ACTION ITEM
Lines from the one containing "of the rectangular" through the final line of the entries below: reproduce them exactly, all of them and only them.
═══ INPUT ═══
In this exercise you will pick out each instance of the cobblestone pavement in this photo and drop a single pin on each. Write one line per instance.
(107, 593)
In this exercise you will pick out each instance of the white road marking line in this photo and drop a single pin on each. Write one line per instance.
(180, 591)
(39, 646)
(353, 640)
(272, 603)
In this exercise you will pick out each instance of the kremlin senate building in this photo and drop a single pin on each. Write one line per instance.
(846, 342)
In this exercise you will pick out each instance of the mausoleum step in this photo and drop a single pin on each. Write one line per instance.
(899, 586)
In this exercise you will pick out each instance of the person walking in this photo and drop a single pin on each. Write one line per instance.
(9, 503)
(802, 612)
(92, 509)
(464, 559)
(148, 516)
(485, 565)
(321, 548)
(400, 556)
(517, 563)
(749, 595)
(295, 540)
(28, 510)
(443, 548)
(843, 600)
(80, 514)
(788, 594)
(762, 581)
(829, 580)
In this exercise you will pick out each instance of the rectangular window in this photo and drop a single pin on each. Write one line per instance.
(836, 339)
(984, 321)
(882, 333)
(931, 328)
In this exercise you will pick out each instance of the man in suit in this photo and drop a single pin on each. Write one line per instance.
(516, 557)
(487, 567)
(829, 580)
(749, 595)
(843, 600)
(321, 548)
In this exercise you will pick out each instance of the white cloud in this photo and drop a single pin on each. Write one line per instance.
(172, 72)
═══
WRITTEN RESPONSE
In this exercise you will pick out each instance of the rectangular window in this photo and drop a single pin on each. Write one line per instance.
(836, 339)
(984, 321)
(882, 333)
(931, 328)
In this exercise you will pick out each instance of the man in suit in this photo and drop a single pin on each. Write one line per instance.
(516, 557)
(487, 567)
(829, 580)
(749, 595)
(843, 600)
(321, 548)
In this exercise you will pick out each instance of the white cloud in this photo and drop a single pin on each. Write one line per instance.
(172, 72)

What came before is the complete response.